_MATERIAL SHOWN_
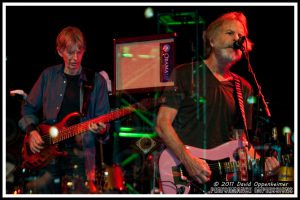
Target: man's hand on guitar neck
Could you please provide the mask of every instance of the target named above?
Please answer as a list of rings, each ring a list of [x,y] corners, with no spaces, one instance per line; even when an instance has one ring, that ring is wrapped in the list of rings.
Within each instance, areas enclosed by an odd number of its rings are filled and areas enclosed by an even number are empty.
[[[274,157],[267,157],[265,160],[265,175],[274,176],[279,172],[280,163]]]
[[[98,123],[90,123],[89,124],[89,130],[93,133],[97,134],[104,134],[107,130],[107,126],[105,123],[98,122]]]
[[[32,153],[39,153],[43,149],[44,141],[42,140],[37,130],[32,130],[29,133],[29,147]]]
[[[204,184],[210,181],[211,170],[207,162],[203,159],[200,159],[188,151],[182,159],[182,164],[185,166],[185,169],[189,175],[198,183]]]
[[[259,155],[259,153],[257,153],[255,151],[255,149],[253,148],[253,146],[250,146],[250,149],[248,150],[248,155],[254,159],[260,159],[261,156]],[[280,168],[280,163],[279,161],[275,158],[275,157],[266,157],[265,158],[265,166],[264,166],[264,173],[266,177],[269,176],[274,176],[279,172],[279,168]]]

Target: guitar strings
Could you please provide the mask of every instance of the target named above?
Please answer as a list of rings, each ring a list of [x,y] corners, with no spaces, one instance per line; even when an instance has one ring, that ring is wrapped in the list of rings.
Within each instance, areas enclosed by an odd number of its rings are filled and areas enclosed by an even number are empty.
[[[67,129],[61,129],[59,136],[56,138],[51,137],[50,134],[42,135],[43,141],[46,141],[48,144],[55,144],[64,139],[67,139],[71,136],[75,136],[77,133],[84,132],[88,129],[88,124],[79,123],[68,127]]]
[[[135,105],[130,105],[125,108],[118,109],[116,111],[107,113],[105,115],[98,116],[94,119],[90,119],[88,121],[89,121],[89,123],[97,123],[99,121],[102,121],[104,123],[109,122],[111,119],[120,118],[126,114],[129,114],[129,113],[135,111],[139,106],[140,106],[140,103],[135,104]],[[42,137],[43,141],[47,142],[48,144],[55,144],[64,139],[75,136],[77,133],[86,132],[88,130],[88,126],[89,125],[87,124],[87,121],[83,121],[78,124],[67,127],[66,129],[62,129],[59,132],[60,135],[59,135],[58,139],[56,139],[56,138],[52,139],[53,137],[51,137],[50,135],[43,135],[41,137]]]
[[[98,116],[94,119],[90,119],[88,121],[89,121],[89,123],[97,123],[99,121],[108,122],[113,118],[122,117],[122,116],[126,115],[127,113],[130,113],[134,110],[136,110],[136,106],[131,105],[131,106],[116,110],[114,112],[108,113],[105,116],[101,115],[101,116]],[[52,139],[53,137],[51,137],[49,134],[48,135],[42,135],[41,137],[42,137],[43,141],[46,141],[48,144],[52,144],[52,141],[54,143],[57,143],[57,142],[60,142],[64,139],[67,139],[71,136],[75,136],[77,133],[86,132],[88,130],[88,126],[89,126],[86,122],[87,121],[83,121],[83,122],[80,122],[78,124],[74,124],[72,126],[69,126],[66,129],[60,130],[60,132],[59,132],[60,135],[59,135],[58,139],[56,139],[56,138]]]

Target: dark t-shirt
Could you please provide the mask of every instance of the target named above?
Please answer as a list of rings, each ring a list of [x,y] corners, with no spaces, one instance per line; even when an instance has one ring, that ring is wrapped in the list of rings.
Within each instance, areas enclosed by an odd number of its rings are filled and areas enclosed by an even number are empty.
[[[57,121],[61,121],[65,116],[72,112],[80,112],[80,75],[67,75],[67,86],[61,109],[57,115]]]
[[[71,76],[65,74],[67,86],[61,109],[57,115],[57,121],[61,121],[64,117],[72,112],[80,112],[80,86],[79,75]],[[71,118],[67,121],[66,126],[70,126],[79,122],[79,118]],[[60,142],[60,148],[73,148],[74,137]]]
[[[248,82],[239,78],[247,125],[251,128],[252,112],[247,99],[252,89]],[[204,63],[180,65],[173,70],[172,79],[175,86],[164,91],[166,102],[163,105],[178,111],[173,127],[184,144],[213,148],[231,140],[233,129],[243,128],[233,80],[220,82]]]
[[[57,121],[61,121],[72,112],[80,112],[80,75],[72,76],[65,74],[65,77],[67,85],[61,109],[57,115]],[[77,117],[73,119],[71,118],[67,121],[68,124],[66,124],[65,126],[77,124],[79,121],[80,119]],[[78,151],[81,150],[81,148],[75,142],[74,137],[70,137],[66,140],[61,141],[58,147],[61,151],[66,151],[68,153],[67,157],[58,157],[58,169],[60,170],[60,173],[65,173],[64,175],[70,177],[78,173],[80,174],[81,178],[84,178],[84,159],[74,154],[75,148],[78,149]],[[77,167],[76,169],[74,168],[75,165]]]

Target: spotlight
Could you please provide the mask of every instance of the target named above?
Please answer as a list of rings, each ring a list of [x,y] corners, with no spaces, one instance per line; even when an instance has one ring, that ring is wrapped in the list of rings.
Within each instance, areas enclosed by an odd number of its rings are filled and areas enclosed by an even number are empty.
[[[151,7],[148,7],[145,9],[145,13],[144,13],[146,19],[150,19],[154,16],[154,11]]]

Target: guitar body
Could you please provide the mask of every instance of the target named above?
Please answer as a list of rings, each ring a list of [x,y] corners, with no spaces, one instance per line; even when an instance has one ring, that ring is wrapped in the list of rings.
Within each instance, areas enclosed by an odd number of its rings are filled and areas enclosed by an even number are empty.
[[[234,153],[244,145],[239,140],[233,140],[212,149],[199,149],[192,146],[186,146],[186,148],[192,155],[207,160],[208,163],[224,159],[233,162],[235,161],[233,158]],[[186,175],[183,174],[181,165],[181,162],[169,149],[165,149],[161,153],[159,158],[159,173],[162,189],[165,194],[188,194],[190,192],[190,181],[186,180]]]
[[[63,121],[55,125],[40,124],[40,135],[44,140],[44,148],[41,149],[40,153],[32,153],[29,147],[29,136],[26,134],[23,142],[23,163],[22,167],[26,169],[42,169],[50,163],[55,156],[66,156],[65,152],[59,152],[56,144],[51,144],[50,141],[50,128],[56,127],[57,129],[63,129],[65,121],[70,116],[67,116]]]

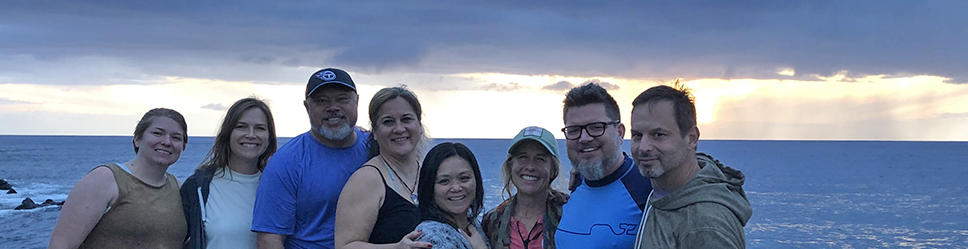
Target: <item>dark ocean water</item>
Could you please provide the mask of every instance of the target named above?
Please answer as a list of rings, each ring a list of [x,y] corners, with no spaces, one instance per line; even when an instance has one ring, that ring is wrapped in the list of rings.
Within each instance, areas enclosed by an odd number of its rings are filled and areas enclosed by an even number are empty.
[[[445,141],[474,151],[485,208],[500,203],[510,140],[436,140]],[[211,145],[191,137],[169,172],[184,180]],[[749,248],[968,248],[966,142],[703,140],[699,149],[746,174]],[[0,179],[19,192],[0,193],[0,248],[47,245],[59,208],[13,210],[25,197],[64,200],[94,166],[133,157],[131,137],[0,136]],[[560,189],[571,168],[562,163]]]

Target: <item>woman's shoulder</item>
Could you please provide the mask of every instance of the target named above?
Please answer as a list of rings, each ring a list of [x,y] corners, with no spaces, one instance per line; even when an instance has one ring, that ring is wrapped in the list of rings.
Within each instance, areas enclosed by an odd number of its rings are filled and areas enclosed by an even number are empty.
[[[350,176],[350,180],[371,184],[374,181],[383,181],[383,173],[380,172],[380,168],[376,167],[376,164],[373,164],[373,160],[370,160],[356,169]]]
[[[435,220],[424,220],[420,224],[417,224],[417,230],[443,230],[444,228],[451,228],[450,225],[444,224],[443,222]]]
[[[484,217],[482,219],[484,223],[488,223],[489,220],[495,220],[500,218],[501,214],[504,213],[504,210],[506,210],[508,205],[510,205],[512,198],[508,198],[504,200],[503,202],[501,202],[501,204],[498,204],[497,207],[494,207],[493,209],[485,212]]]
[[[383,199],[386,191],[381,186],[376,188],[375,186],[386,185],[383,180],[383,174],[376,167],[369,164],[364,164],[362,167],[353,172],[349,180],[343,186],[342,193],[340,194],[340,199],[346,200],[372,200],[371,198]],[[347,197],[343,197],[347,195]],[[352,197],[352,198],[350,198]],[[348,199],[347,199],[348,198]],[[382,202],[380,202],[382,205]]]
[[[414,230],[423,231],[420,237],[433,238],[460,235],[457,233],[457,229],[454,229],[450,224],[434,220],[421,221]]]
[[[414,230],[421,231],[420,236],[415,239],[416,241],[430,242],[434,244],[434,247],[439,248],[457,248],[457,245],[460,244],[459,239],[464,238],[457,232],[457,229],[433,220],[420,222]]]

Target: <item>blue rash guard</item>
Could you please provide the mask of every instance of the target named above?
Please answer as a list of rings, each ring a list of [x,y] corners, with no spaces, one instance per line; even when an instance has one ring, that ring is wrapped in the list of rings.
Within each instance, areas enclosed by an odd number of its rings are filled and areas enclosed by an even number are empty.
[[[600,180],[583,180],[562,207],[555,247],[632,248],[652,184],[632,158]]]

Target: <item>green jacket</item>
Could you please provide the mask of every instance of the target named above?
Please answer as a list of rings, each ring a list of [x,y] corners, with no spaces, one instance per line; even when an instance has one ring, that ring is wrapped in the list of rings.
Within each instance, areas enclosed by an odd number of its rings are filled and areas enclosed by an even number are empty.
[[[746,248],[746,177],[709,155],[696,158],[702,169],[682,189],[650,200],[636,248]]]

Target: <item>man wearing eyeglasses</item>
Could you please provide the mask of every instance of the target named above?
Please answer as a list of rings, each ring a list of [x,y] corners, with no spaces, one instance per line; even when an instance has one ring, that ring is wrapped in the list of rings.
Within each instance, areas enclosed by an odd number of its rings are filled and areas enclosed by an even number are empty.
[[[568,159],[583,179],[562,207],[556,247],[632,248],[652,186],[622,152],[618,104],[589,83],[568,91],[563,109]]]

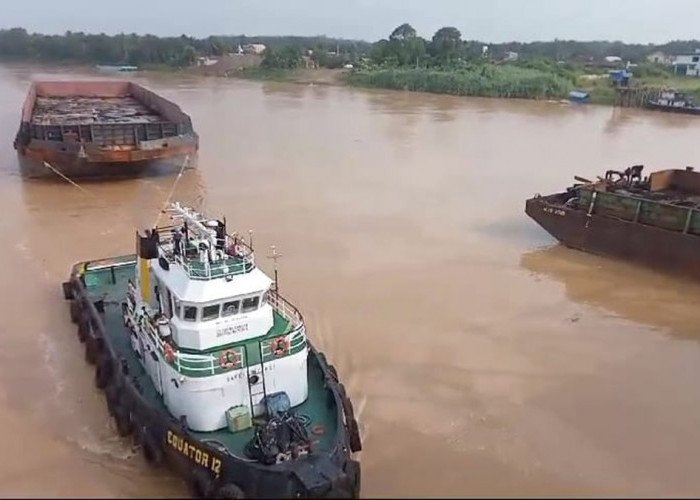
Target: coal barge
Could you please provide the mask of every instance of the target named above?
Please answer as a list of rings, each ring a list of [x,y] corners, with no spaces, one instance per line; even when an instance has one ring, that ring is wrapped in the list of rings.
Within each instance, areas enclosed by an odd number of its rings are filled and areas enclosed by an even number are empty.
[[[700,173],[642,178],[643,168],[576,177],[565,191],[528,199],[525,213],[567,247],[700,279]]]
[[[36,81],[14,148],[25,177],[104,177],[192,167],[199,137],[178,105],[136,83]]]

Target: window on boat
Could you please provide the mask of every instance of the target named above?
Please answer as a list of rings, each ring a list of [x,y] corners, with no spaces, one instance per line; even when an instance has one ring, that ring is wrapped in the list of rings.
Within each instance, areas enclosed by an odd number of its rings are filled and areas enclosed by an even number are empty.
[[[224,302],[224,308],[221,310],[221,316],[233,316],[234,314],[238,314],[238,310],[240,308],[240,300],[231,300],[229,302]]]
[[[243,299],[243,312],[251,312],[255,311],[258,308],[258,302],[260,302],[260,297],[255,296],[255,297],[247,297]]]
[[[183,307],[182,319],[185,321],[197,321],[197,308],[194,306]]]
[[[264,306],[267,304],[270,300],[270,291],[268,290],[267,292],[262,294],[262,299],[260,300],[260,306]]]
[[[221,304],[214,304],[213,306],[202,307],[202,321],[211,321],[219,317],[219,309]]]

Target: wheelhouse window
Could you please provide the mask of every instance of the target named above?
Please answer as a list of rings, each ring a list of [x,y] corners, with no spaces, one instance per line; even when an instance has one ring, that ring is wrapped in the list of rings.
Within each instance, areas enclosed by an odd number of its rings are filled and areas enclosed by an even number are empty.
[[[182,319],[185,321],[197,321],[197,308],[194,306],[184,306]]]
[[[221,304],[202,307],[202,321],[211,321],[219,317],[219,309]]]
[[[246,297],[243,299],[243,312],[251,312],[255,311],[258,308],[258,303],[260,302],[260,297],[255,296],[255,297]]]
[[[230,300],[228,302],[224,302],[224,307],[221,310],[221,316],[233,316],[234,314],[238,314],[240,309],[240,300]]]

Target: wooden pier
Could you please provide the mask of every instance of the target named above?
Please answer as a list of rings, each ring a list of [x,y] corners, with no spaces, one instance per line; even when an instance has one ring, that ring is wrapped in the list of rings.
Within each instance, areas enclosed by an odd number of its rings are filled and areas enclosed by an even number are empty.
[[[657,99],[661,89],[656,87],[615,87],[615,106],[641,108],[650,99]]]

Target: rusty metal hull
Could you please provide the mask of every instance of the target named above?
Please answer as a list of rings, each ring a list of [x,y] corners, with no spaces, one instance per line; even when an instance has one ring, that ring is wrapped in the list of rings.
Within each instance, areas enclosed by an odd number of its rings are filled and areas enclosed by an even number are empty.
[[[55,170],[69,178],[132,176],[153,169],[179,170],[185,161],[186,168],[194,168],[198,156],[196,144],[188,141],[175,144],[167,151],[106,151],[89,156],[66,145],[61,145],[60,149],[47,144],[17,148],[20,173],[26,178],[55,177]]]
[[[588,215],[564,206],[566,197],[562,192],[530,198],[525,202],[525,213],[567,247],[700,280],[699,236]]]
[[[182,169],[185,161],[185,169],[196,168],[197,153],[170,158],[101,163],[88,162],[77,157],[62,157],[50,162],[53,169],[47,167],[43,160],[23,155],[18,155],[18,160],[20,174],[27,179],[58,178],[60,175],[56,171],[69,179],[98,179],[176,173]]]
[[[14,147],[26,177],[111,177],[181,168],[199,136],[179,106],[132,82],[34,82]]]

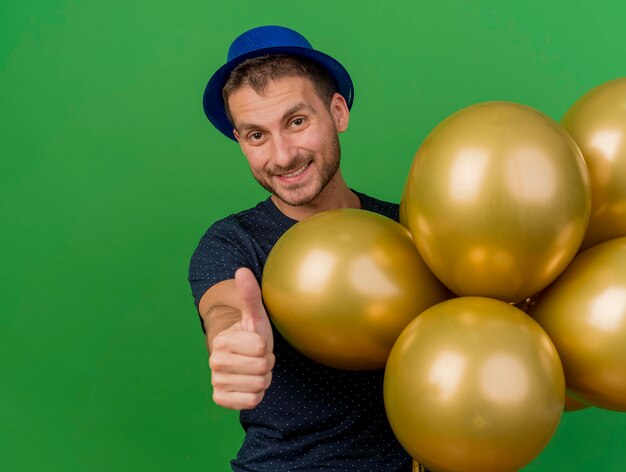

_PROBLEM DESCRIPTION_
For the string "window", return every line of the data where it appears.

_FINAL ANSWER_
Target: window on boat
Target: wheelhouse window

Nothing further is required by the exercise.